**GIVEN TEXT**
----

Adding Semantics To Comics Using A Crowdsourcing Approach

paper, specified "short paper"
  1. 1. Mihnea Tufis

    Université Pierre et Marie Curie (UPMC) (University of Pierre and Marie Curie)

Work text
This plain text was ingested for the purpose of full-text search, not to preserve original formatting or readability. For the most complete copy, refer to the original conference program.

With over 85 million print units sold in 2014 for the top 300 comic book titles only, the comics industry is reaching a new high for the first time since 2007 (before the economical crisis). And this doesn’t include the increasingly popular graphic novels or the increasingly more accessible digital comics. The resurgence of comics and the establishment of the graphic novel as a literary genre prompted Humanities scholars to turn their attention on comics as a medium. In this paper, we address the difficulty of creating a digitized corpus by using a crowdsourced approach for annotating comic books. The resulting XML-based encodings could assist not only researchers, but publishers and collection curators equally.

Our approach should provide Digital Humanities (DH) scholars with a (currently missing) structured, annotated corpus; this should enable or speed up research related to the comics and sequential art theory: identifying the rhythm of the narration based on the shape, size or number of panels and its relation to the depicted action, investigations about the style of comics authors, historical periods, cultural movements etc.
Curators and collectors (professional or amateur) of physical or online comics collections would be provided with a structured content which could be more easily integrated within their collections or databases. This may assist them into enlarging public or private databases of characters or comics series and enable the creation of artefacts such as comic books dictionaries, search indices and dictionaries of onomatopoeia. A certain number of projects are already in place and could greatly benefit from the creation of comic books annotations. We mention here the Grand Comics Database
(an online database of printed comics), Comic Book Database
, Digital Comics Museum
(a collection of scanned public domain comics from the Golden Age) or the Catalogue of the
Cité Internationale de la Bande Dessinée et de l’Image
from Angoulême.

----

**DATASET CONTENT**
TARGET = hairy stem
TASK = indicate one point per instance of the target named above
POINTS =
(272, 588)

----

**GOALS**
A - From the comics paper, write out everything from "Our approach should" down to "cultural movements etc.".
B - Translate this sentence from the comics paper into Spanish: "The resulting XML-based encodings could assist not only researchers, but publishers and collection curators equally."

**SOLUTIONS BY TASK**
A -
Our approach should provide Digital Humanities (DH) scholars with a (currently missing) structured, annotated corpus; this should enable or speed up research related to the comics and sequential art theory: identifying the rhythm of the narration based on the shape, size or number of panels and its relation to the depicted action, investigations about the style of comics authors, historical periods, cultural movements etc.

B - Las codificaciones resultantes basadas en XML podrían ayudar no solo a los investigadores, sino también a los editores y a los conservadores de colecciones por igual.